--- TASK INPUT ---
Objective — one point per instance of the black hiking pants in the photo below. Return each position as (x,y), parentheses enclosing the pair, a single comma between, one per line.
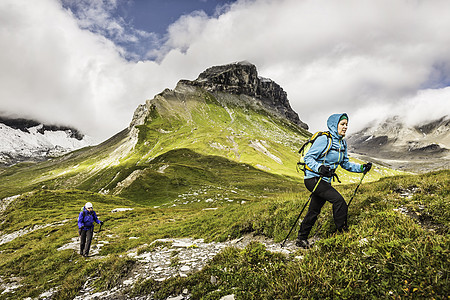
(85,241)
(324,192)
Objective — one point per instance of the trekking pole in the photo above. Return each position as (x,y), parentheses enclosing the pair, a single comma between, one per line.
(354,193)
(304,206)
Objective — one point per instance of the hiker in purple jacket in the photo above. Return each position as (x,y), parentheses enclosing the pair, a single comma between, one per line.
(86,221)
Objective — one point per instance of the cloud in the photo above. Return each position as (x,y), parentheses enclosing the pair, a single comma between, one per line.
(367,58)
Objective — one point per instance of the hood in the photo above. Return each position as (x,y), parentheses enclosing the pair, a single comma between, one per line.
(332,123)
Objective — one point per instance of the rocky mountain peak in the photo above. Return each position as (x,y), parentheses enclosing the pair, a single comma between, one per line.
(242,78)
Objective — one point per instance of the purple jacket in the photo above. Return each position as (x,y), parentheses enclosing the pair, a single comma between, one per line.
(87,219)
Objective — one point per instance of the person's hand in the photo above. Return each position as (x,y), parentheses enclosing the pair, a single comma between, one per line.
(325,171)
(366,167)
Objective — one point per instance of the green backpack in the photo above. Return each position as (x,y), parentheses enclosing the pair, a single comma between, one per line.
(301,165)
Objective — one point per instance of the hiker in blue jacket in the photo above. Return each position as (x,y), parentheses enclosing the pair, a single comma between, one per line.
(86,221)
(320,165)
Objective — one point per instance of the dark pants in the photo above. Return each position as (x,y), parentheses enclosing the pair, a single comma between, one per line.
(324,192)
(85,241)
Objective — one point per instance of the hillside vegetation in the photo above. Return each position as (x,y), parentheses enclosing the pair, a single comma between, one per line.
(397,246)
(217,166)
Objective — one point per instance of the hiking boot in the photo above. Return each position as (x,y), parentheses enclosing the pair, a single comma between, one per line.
(302,244)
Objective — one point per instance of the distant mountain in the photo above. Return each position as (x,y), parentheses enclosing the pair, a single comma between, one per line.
(420,148)
(28,140)
(218,132)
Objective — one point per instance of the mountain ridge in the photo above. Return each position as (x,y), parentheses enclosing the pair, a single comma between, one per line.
(418,148)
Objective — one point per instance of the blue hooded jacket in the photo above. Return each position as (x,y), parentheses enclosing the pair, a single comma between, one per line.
(336,156)
(87,219)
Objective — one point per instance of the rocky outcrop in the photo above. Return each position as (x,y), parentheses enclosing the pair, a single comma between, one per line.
(28,140)
(242,79)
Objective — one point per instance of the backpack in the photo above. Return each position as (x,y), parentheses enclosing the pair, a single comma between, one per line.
(84,214)
(301,165)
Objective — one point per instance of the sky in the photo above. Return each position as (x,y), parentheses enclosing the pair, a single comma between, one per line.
(90,63)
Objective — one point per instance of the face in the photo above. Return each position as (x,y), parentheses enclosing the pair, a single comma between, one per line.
(342,127)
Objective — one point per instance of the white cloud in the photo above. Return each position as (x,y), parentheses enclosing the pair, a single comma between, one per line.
(367,58)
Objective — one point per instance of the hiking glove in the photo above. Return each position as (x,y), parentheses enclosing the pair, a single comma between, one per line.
(325,171)
(366,167)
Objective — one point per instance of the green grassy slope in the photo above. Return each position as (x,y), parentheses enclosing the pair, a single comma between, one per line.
(386,254)
(222,125)
(196,150)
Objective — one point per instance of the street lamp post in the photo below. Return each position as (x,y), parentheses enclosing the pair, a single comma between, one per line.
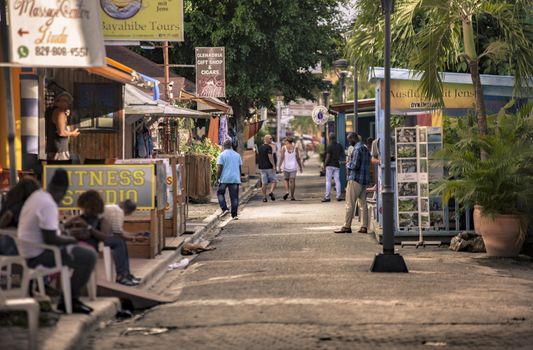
(355,97)
(388,261)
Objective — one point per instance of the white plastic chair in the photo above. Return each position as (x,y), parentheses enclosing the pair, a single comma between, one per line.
(40,272)
(17,298)
(109,264)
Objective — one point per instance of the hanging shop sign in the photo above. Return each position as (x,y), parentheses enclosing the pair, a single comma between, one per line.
(210,72)
(406,96)
(115,183)
(142,20)
(320,115)
(54,33)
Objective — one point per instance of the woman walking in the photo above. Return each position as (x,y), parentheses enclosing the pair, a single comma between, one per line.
(290,161)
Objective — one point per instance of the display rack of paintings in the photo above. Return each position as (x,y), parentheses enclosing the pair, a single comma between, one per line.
(417,172)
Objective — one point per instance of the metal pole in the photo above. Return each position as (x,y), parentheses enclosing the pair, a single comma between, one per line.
(6,73)
(388,261)
(166,69)
(355,97)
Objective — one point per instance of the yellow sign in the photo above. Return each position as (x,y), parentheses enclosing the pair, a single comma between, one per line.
(142,20)
(406,96)
(115,183)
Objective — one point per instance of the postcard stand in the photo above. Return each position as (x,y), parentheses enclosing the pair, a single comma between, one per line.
(416,172)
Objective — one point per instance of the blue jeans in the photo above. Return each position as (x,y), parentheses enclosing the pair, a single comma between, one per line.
(233,195)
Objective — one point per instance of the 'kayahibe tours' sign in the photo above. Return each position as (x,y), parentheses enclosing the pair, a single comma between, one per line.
(210,72)
(149,20)
(115,183)
(55,33)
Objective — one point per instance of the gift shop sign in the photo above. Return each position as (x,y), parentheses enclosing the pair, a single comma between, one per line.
(115,183)
(210,72)
(55,33)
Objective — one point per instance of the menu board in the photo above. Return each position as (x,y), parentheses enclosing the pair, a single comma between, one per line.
(417,172)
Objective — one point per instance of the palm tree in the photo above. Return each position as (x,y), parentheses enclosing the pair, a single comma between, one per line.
(430,36)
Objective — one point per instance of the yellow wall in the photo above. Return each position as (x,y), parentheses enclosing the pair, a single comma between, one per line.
(4,148)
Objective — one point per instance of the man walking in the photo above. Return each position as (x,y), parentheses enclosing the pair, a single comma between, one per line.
(267,168)
(358,169)
(229,176)
(334,154)
(291,162)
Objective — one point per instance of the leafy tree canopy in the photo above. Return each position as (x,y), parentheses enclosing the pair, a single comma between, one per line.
(269,45)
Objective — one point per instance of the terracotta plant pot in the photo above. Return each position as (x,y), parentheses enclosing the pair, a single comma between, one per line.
(501,234)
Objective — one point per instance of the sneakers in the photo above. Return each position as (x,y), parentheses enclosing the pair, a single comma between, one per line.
(77,307)
(343,230)
(126,281)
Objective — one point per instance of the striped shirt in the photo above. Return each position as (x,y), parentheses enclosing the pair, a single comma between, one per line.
(358,167)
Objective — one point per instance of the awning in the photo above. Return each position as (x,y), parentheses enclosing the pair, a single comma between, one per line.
(137,102)
(213,104)
(119,72)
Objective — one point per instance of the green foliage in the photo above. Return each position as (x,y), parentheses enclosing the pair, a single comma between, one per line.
(269,46)
(205,147)
(503,183)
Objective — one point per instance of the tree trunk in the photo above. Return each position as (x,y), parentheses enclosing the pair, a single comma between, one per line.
(481,113)
(240,113)
(472,59)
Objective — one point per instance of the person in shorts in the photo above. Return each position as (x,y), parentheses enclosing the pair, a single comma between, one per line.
(267,168)
(290,161)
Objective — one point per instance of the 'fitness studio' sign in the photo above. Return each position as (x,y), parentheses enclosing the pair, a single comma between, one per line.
(114,182)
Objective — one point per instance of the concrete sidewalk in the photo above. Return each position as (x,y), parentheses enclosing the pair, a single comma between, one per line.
(70,330)
(281,279)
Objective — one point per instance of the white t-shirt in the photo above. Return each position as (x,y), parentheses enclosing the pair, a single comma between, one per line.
(115,216)
(39,212)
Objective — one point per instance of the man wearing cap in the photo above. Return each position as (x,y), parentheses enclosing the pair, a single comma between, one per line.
(57,133)
(229,165)
(358,174)
(39,224)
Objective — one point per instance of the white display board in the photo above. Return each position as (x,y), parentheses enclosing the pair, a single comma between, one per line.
(416,172)
(53,33)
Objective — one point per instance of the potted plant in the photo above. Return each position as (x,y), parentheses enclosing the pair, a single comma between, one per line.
(499,188)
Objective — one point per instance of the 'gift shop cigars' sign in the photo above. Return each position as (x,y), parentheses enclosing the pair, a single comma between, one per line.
(115,183)
(210,72)
(55,33)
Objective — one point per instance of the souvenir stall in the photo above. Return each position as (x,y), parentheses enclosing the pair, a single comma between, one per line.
(151,134)
(417,134)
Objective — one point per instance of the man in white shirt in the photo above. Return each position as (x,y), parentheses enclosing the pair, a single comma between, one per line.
(114,214)
(39,223)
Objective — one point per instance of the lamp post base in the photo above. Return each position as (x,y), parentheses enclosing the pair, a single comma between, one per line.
(388,263)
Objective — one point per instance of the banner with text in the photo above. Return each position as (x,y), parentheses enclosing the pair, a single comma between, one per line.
(55,33)
(210,72)
(149,20)
(115,183)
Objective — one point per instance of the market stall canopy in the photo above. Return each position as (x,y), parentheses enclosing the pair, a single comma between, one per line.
(207,104)
(137,102)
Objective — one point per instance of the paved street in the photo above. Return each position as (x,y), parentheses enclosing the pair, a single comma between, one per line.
(280,279)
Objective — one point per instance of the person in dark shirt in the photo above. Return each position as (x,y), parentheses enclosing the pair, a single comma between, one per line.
(267,168)
(334,155)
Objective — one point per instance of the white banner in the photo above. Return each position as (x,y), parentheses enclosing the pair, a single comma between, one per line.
(55,33)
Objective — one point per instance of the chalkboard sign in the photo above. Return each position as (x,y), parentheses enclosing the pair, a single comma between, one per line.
(97,106)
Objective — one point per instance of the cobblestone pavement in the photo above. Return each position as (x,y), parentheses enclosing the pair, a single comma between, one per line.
(280,279)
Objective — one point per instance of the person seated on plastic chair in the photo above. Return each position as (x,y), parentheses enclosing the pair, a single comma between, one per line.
(39,223)
(91,228)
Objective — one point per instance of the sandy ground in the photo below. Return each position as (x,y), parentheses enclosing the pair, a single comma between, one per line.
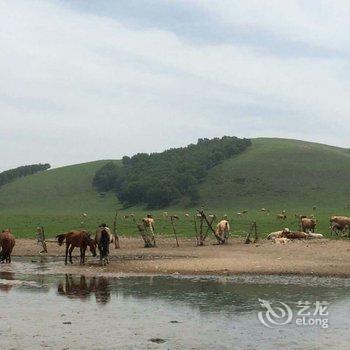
(315,257)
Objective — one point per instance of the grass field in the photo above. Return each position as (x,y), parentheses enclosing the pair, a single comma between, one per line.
(276,174)
(23,225)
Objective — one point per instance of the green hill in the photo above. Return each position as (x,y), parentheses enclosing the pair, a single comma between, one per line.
(66,189)
(272,173)
(278,173)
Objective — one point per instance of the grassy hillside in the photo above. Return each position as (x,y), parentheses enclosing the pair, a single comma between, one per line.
(61,190)
(273,173)
(279,173)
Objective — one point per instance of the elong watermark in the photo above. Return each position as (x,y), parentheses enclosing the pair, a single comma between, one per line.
(312,314)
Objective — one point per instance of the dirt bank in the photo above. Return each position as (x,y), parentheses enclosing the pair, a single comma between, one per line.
(317,257)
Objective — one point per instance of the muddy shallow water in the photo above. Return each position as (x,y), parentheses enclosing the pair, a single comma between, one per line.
(40,309)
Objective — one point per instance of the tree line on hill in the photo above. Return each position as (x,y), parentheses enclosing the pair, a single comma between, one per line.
(12,174)
(160,179)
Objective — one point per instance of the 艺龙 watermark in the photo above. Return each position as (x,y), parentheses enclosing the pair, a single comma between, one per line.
(280,314)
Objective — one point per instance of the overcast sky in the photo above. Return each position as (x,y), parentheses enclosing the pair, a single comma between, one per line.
(85,80)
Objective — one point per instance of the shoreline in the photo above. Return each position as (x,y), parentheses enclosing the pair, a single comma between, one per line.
(314,258)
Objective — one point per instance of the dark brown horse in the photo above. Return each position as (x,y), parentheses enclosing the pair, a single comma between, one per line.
(7,242)
(80,239)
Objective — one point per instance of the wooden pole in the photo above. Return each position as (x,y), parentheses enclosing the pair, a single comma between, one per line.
(115,234)
(219,239)
(255,232)
(173,225)
(196,229)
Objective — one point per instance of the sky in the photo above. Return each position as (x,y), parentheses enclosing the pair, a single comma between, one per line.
(99,79)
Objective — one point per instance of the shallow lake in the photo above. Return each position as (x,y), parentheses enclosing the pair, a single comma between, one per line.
(39,309)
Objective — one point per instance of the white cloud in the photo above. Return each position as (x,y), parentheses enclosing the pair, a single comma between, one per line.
(77,86)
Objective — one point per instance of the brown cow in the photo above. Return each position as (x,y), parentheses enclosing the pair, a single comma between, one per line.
(308,225)
(282,216)
(223,229)
(7,242)
(339,223)
(149,222)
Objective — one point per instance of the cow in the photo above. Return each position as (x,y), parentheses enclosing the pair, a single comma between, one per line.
(340,223)
(282,216)
(308,225)
(148,222)
(223,229)
(7,242)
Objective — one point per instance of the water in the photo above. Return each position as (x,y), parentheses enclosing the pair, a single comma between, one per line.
(39,309)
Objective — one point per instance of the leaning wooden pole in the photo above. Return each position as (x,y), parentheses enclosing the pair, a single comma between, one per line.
(219,239)
(196,229)
(115,234)
(173,225)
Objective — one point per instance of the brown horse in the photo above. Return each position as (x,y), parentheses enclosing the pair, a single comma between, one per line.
(7,242)
(80,239)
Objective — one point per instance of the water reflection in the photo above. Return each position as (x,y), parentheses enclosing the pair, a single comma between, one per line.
(9,276)
(202,295)
(81,287)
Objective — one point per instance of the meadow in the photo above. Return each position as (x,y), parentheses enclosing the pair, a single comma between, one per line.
(277,174)
(24,225)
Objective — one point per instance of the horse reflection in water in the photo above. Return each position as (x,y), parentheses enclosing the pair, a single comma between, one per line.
(83,287)
(8,276)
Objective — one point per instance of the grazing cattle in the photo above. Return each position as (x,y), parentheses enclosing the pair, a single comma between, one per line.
(104,246)
(337,228)
(286,233)
(149,222)
(7,242)
(308,225)
(340,223)
(223,230)
(80,239)
(282,240)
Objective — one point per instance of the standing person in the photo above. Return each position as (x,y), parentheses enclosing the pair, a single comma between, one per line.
(41,238)
(103,238)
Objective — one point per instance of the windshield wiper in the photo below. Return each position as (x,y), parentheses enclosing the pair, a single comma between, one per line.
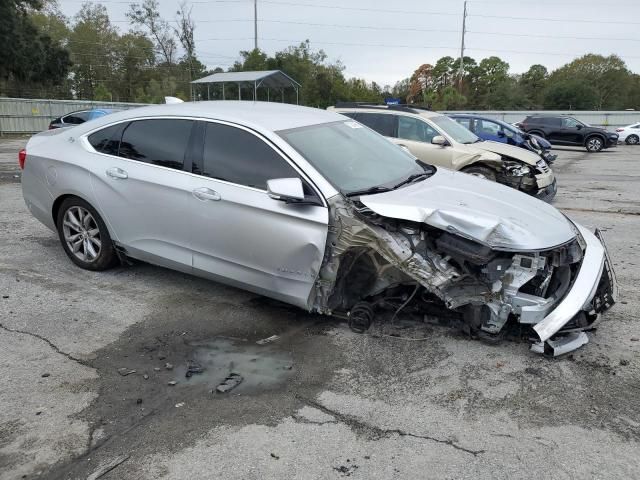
(368,191)
(413,178)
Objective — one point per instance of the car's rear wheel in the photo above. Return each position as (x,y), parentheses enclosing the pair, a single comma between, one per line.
(84,235)
(633,140)
(594,144)
(482,172)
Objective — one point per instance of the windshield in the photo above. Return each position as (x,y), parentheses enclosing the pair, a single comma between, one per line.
(452,128)
(352,157)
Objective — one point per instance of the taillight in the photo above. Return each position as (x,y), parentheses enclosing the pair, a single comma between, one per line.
(22,158)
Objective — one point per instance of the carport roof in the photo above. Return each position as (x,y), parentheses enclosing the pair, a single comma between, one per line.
(263,78)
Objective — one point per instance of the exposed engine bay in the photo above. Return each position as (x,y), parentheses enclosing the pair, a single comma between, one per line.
(373,261)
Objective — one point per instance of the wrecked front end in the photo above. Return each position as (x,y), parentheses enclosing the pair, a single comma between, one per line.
(538,181)
(552,296)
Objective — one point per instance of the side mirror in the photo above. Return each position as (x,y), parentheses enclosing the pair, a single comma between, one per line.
(439,140)
(288,190)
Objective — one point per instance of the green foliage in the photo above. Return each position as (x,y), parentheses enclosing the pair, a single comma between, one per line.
(156,59)
(323,83)
(29,58)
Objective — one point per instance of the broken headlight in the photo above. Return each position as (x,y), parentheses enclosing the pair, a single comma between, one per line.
(515,169)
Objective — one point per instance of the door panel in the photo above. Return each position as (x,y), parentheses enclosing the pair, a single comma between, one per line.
(145,197)
(243,237)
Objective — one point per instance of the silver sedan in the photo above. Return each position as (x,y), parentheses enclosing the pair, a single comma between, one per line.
(311,208)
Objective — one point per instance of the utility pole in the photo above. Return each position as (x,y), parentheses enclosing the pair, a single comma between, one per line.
(255,24)
(464,31)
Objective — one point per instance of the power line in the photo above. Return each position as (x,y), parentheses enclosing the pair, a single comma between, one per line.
(566,20)
(555,36)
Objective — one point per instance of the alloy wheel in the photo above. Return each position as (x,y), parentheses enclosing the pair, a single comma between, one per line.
(82,234)
(594,145)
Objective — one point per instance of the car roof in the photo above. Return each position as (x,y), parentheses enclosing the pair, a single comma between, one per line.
(398,109)
(269,116)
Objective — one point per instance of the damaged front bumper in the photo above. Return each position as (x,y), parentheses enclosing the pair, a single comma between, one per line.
(593,291)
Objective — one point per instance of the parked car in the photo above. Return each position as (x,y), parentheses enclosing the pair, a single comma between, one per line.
(81,116)
(565,130)
(437,139)
(503,132)
(629,134)
(311,208)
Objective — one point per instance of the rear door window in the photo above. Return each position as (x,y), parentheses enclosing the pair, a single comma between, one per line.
(76,118)
(107,140)
(158,142)
(384,124)
(237,156)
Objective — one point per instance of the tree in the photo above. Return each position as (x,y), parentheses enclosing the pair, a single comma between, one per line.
(30,60)
(570,94)
(533,83)
(93,45)
(186,27)
(147,15)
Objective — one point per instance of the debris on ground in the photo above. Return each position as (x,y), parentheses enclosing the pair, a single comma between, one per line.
(192,368)
(270,339)
(106,467)
(229,383)
(346,471)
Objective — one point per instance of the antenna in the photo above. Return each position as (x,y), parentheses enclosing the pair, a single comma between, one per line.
(255,24)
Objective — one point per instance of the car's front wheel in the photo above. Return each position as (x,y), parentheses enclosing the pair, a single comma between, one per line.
(594,144)
(84,235)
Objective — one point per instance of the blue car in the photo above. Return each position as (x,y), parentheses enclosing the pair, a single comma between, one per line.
(503,132)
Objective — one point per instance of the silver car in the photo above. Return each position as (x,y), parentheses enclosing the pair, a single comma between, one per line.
(311,208)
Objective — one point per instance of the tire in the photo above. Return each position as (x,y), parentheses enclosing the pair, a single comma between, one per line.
(84,235)
(632,140)
(482,172)
(594,144)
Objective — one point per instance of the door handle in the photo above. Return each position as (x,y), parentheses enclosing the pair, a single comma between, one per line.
(116,172)
(206,194)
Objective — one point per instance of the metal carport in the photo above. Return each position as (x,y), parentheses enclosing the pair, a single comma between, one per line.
(268,79)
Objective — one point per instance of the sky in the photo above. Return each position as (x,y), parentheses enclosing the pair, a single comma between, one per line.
(385,41)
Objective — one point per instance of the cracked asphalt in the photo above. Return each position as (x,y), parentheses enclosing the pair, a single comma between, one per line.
(86,360)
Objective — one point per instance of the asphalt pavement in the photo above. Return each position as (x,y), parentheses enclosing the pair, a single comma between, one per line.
(88,363)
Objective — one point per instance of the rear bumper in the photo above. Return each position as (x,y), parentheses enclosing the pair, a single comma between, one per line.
(594,291)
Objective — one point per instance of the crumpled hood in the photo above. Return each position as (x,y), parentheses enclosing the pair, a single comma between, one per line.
(516,153)
(478,209)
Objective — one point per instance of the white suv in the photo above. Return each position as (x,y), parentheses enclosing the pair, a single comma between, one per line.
(438,140)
---
WRITTEN REQUEST: Set down, unchanged, the line that contains "Objective — one point per instance of the metal carport" together with every later line in the records, through the last one.

FULL ANSWER:
Objective — one point per instance of the metal carport in the photo above. Return each position as (x,y), parentheses enclosing the pair, a single comma between, one per line.
(268,79)
Objective — one point per instance of the sky in the photo above. Return each position as (x,y), parentheses enclosing the pair, a single comma between, one per line.
(385,41)
Objective — one point per instance of the cracked asphalt in the photo above. Return each position as (x,y), parentheses enclosing the pair, a single comma between, one per line.
(86,360)
Objective — one point per instance of the asphalt pavement in the photo above. Return each position as (x,y), parentheses enclosing the pair, a single comma between, one per line.
(88,363)
Objective — one point per instance of the rear bumper in the photo above. Return each position as (x,y), parentheses enclosing the pair, a single comma between, one per line.
(594,291)
Objective — one point per instance of the crumpled hood in the photo above. Return each position as (x,y), parentheses enclosing the pair, a single comma between, one per line.
(516,153)
(478,209)
Objective — one point per instance of the white suv in the photo above. Return each position as (x,y), parentheses enclosing the pair, a single comma between, one per line.
(438,140)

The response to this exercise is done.